She died three weeks later while I slept in a cheap Bangkok hotel waiting on a flight to Korea.

When I arrived in Seoul I was told she had passed. It was strange because it felt like I already knew. At the very least I had already accepted her death, and that I would never see her again. The hard part was not being there for her funeral, which as requested was a joyous and colorful celebration of her life and the love she had brought to so many. It wasn’t that that I felt any guilt from her, but I still feel small pains of regret not being there for my family; my mother especially, for whom it wasn’t so easy letting her go.

For my grandmother I see her acceptance of death as inspiration for how one can live. It wasn’t that it was easy for her. She was in pain for many months. It was also not without regret. For a year she had been planning on going to France; her house covered in colorful post-it-notes, “ustensiles” and “toilette” and “des lunettes”, and she never made it. She also had four young grandchildren, all girls, who I know she would have loved to see grow into the strong women they are.

But she did accept it still. She could acknowledge that life continues when she closed her eyes. When she no longer existed her life would still matter and the work she had done throughout her life would still continue.

That time would continue flowing without her.

“Time not important. Only life important.” — The Fifth Element

For a long time I could never answer the simple question, “What is your favourite movie?”. The act of picking favourite media in general I find hard but at some point I realised that I kept coming back to and choosing to watch The Fifth Element. It’s not that it has something special to say about life, or deep perceptions of the universe. It’s just a super fun and visually fantastic romp, which I can enjoy over and over again. Like a great song I guess?

The last time I saw it, actually the first time seeing it at the cinema, I’d started writing the above passages. Near the start of the film a Mondoshawan says, just before getting crushed , “Time not important. Only life important”. And it stuck with me. Not because I thought this was some deep philosophical insight, but because life really isn’t important. You are not important. The only thing that is a constant is time.

+ + + + +

## [Request 1]
Report every line of the rows that contains the string "center".
The piece on the grandmother's death and the rows are unrelated material.

+ + + + +

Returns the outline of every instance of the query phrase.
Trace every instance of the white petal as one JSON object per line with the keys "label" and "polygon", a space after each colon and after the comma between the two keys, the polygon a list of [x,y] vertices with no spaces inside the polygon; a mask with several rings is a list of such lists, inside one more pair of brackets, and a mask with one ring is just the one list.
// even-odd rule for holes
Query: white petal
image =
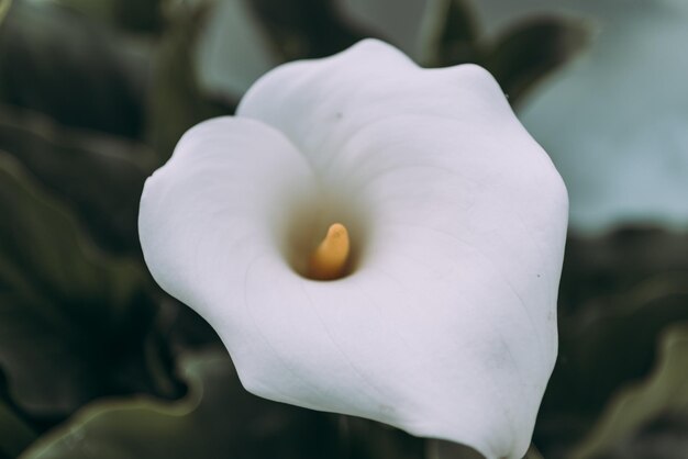
{"label": "white petal", "polygon": [[[556,357],[567,198],[493,79],[366,41],[268,74],[240,116],[258,121],[196,128],[146,186],[160,284],[256,394],[521,457]],[[275,202],[354,226],[356,270],[290,269],[275,234],[299,217],[273,220]]]}

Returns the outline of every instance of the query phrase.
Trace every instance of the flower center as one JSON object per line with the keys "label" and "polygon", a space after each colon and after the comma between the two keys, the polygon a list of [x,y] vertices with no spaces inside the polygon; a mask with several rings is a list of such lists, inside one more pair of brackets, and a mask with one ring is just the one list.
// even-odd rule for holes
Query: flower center
{"label": "flower center", "polygon": [[315,280],[342,278],[346,273],[349,249],[346,227],[341,223],[330,225],[309,260],[308,277]]}

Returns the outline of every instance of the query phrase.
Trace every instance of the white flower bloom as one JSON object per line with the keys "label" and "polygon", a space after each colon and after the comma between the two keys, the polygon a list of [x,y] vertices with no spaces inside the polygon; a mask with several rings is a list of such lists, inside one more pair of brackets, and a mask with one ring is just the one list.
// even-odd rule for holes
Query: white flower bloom
{"label": "white flower bloom", "polygon": [[[146,182],[140,232],[248,391],[518,458],[556,358],[566,220],[487,71],[365,41],[190,130]],[[347,276],[309,279],[335,222]]]}

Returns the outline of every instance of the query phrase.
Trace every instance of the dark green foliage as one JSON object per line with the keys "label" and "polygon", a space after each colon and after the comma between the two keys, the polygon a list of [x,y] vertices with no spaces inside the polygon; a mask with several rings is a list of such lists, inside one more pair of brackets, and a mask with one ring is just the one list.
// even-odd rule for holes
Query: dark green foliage
{"label": "dark green foliage", "polygon": [[146,66],[123,45],[59,5],[14,1],[0,24],[0,101],[140,137]]}
{"label": "dark green foliage", "polygon": [[5,155],[0,209],[0,365],[18,405],[68,415],[98,396],[178,393],[142,267],[97,250]]}

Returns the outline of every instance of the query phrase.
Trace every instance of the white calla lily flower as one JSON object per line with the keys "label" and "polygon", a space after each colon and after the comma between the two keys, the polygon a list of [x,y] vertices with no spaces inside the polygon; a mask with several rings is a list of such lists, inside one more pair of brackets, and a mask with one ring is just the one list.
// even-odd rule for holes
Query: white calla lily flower
{"label": "white calla lily flower", "polygon": [[368,40],[191,128],[140,233],[248,391],[519,458],[557,354],[567,202],[486,70]]}

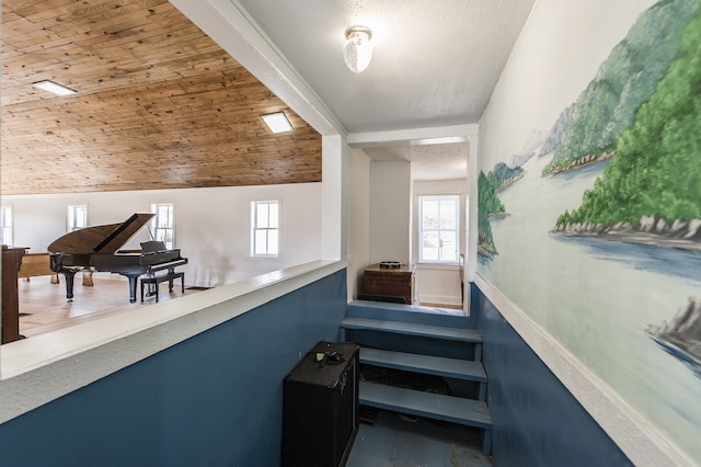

+ + + + +

## [Request 2]
In the piece on the grandmother's death, what had she been planning for a year?

## [Worked answer 1]
Trace every instance of the flower center as one JSON object per line with the keys "label" and "polygon", a space after each colon and after the comma between the two keys, the polygon a list of [x,y] vertices with no spaces inside the polygon; a mask with several rings is a list of such lists, inside one more pair of brackets, and a mask with one ring is just the one list.
Query: flower center
{"label": "flower center", "polygon": [[315,280],[342,278],[346,273],[349,249],[346,227],[341,223],[330,225],[309,260],[308,277]]}

## [Worked answer 2]
Going to France.